### Exercise instructions
These entries must be printed again exactly as they are.

### The input
⁂

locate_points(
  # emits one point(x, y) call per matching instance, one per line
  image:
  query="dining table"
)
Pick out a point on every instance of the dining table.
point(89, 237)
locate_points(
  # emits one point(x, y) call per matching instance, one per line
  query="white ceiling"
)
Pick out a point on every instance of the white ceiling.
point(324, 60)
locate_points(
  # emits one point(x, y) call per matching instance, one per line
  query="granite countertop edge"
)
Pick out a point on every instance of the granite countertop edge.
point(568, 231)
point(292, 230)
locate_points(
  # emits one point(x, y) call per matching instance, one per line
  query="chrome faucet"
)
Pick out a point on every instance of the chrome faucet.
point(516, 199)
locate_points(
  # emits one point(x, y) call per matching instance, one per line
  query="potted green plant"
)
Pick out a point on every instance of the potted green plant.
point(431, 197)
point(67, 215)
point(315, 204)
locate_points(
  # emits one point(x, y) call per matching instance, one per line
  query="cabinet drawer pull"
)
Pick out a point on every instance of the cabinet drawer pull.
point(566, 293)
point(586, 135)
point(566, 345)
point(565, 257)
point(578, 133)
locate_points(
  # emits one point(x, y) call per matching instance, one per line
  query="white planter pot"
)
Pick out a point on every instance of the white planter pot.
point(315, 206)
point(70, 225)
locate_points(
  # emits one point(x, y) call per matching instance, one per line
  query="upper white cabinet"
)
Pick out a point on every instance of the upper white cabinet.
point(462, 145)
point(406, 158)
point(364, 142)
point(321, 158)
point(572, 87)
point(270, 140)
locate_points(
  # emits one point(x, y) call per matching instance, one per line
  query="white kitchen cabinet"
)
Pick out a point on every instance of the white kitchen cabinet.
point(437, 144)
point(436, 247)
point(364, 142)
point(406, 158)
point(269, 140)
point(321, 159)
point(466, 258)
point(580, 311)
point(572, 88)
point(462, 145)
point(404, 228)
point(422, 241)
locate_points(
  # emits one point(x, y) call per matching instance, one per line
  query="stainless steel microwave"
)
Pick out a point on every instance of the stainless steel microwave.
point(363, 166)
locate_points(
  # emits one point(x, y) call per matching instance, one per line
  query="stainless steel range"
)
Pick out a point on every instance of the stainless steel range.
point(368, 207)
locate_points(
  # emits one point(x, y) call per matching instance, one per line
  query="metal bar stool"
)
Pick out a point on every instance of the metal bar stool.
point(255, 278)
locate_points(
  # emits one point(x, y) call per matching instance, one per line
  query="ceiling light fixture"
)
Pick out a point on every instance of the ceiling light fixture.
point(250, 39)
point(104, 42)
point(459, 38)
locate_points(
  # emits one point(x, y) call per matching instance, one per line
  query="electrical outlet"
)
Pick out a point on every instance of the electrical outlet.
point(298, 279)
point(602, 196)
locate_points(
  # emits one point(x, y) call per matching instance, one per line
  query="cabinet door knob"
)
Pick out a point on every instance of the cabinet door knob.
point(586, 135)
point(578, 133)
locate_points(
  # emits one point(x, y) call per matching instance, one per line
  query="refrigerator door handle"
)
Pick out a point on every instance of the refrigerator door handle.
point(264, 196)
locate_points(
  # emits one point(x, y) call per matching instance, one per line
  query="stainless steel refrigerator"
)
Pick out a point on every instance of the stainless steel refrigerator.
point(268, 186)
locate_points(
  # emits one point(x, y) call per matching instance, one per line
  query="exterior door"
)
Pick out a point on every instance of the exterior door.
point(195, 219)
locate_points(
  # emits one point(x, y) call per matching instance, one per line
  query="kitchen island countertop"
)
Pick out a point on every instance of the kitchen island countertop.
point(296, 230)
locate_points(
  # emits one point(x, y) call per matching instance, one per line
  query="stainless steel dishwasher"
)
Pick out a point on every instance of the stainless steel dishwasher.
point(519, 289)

⁂

### Your solution
locate_points(
  # emits one point(x, y) call per matching instance, one per line
  image:
  query="dining table"
)
Pick out a point on every instance of the dining table.
point(89, 237)
locate_points(
  # emits one point(x, y) call per matching instance, one per line
  query="white ceiling"
)
Pick out a point on every instance of the white ceiling.
point(324, 60)
locate_points(
  # emits one point(x, y) call per matching instance, one per line
  query="granite countertop edge"
)
Pick out a point on every instance of the granite countertop edge.
point(568, 231)
point(292, 230)
locate_points(
  # emits one point(x, y) call per matching instance, one per line
  query="chrome faucet"
)
Pick out a point on every instance of the chrome faucet.
point(516, 199)
locate_points(
  # emits one point(x, y) call per matching instance, one per line
  query="potted green plant"
)
Pick out a point on every instance of the potted green plant.
point(431, 197)
point(67, 215)
point(315, 204)
locate_points(
  # emits one point(x, y) call per matching instance, one per line
  query="cabinet drawer pull"
)
Pick out a point on every instance of the cabinet drawer pull.
point(566, 293)
point(586, 135)
point(566, 345)
point(565, 257)
point(578, 133)
locate_points(
  # emits one point(x, y) call per matching instance, one per line
  query="white planter pot"
)
Pick out a point on every instance of the white planter pot.
point(315, 206)
point(70, 225)
locate_points(
  # emits one point(x, y) call per matching instance, one per line
  query="upper white cabinet"
)
Pick out a point on every instance of the upper white cabinet.
point(462, 145)
point(406, 158)
point(364, 142)
point(321, 158)
point(572, 87)
point(270, 140)
locate_points(
  # emits one point(x, y) call per matching instance, one per line
  query="white kitchen cabinet"
)
Pick out a point on every instance of the white kitchen cabinet.
point(437, 144)
point(436, 247)
point(364, 142)
point(406, 158)
point(269, 140)
point(321, 159)
point(466, 258)
point(580, 311)
point(572, 88)
point(462, 145)
point(404, 228)
point(422, 241)
locate_points(
  # emits one point(x, y) call per matching instance, one per line
  query="stainless steel microwave"
)
Pick out a point on every instance of the stainless steel microwave.
point(363, 166)
locate_points(
  # emits one point(x, y) call per matching instance, one per line
  query="stainless steel range"
)
Pick out a point on every instance of the stainless steel range.
point(368, 207)
locate_points(
  # emits one point(x, y) call per matching instance, one per line
  query="metal bar stool"
)
Pick out a point on every instance of the metal bar stool.
point(255, 278)
locate_points(
  # emits one point(x, y) call per matching instance, one per line
  query="ceiling light fixture"
)
Pick out a point on every instance of the ceiling light fixture.
point(250, 39)
point(104, 42)
point(459, 38)
locate_points(
  # emits one point(x, y) call per matching instance, one per line
  query="electrical outlet"
)
Pick out a point on every instance of the electrical outlet.
point(298, 279)
point(602, 196)
locate_points(
  # emits one point(x, y) call per matching instance, one per line
  query="cabinet door knob"
)
Pick out a point on every instance of the cabinet door knob.
point(586, 135)
point(578, 133)
locate_points(
  # emits one point(x, y) call per matching instance, one per line
  query="refrigerator door handle"
)
Pick out a point on every instance of the refrigerator door handle.
point(264, 196)
locate_points(
  # emits one point(x, y) call per matching instance, one per line
  query="stainless steel refrigerator"
)
Pick out a point on every instance of the stainless steel refrigerator.
point(268, 186)
locate_points(
  # emits one point(x, y) call per matching instance, one per line
  query="exterior door"
)
Pick out a point on every instance of the exterior door.
point(195, 219)
locate_points(
  # emits one point(x, y) call per matching instance, one per line
  query="kitchen island countertop"
)
Pick out a point on every instance of the kitchen island countertop.
point(296, 230)
locate_points(
  # emits one point(x, y) call per matching instance, one per line
  query="stainless steel dishwasher"
)
Pick out a point on every instance of the stainless steel dishwasher.
point(519, 289)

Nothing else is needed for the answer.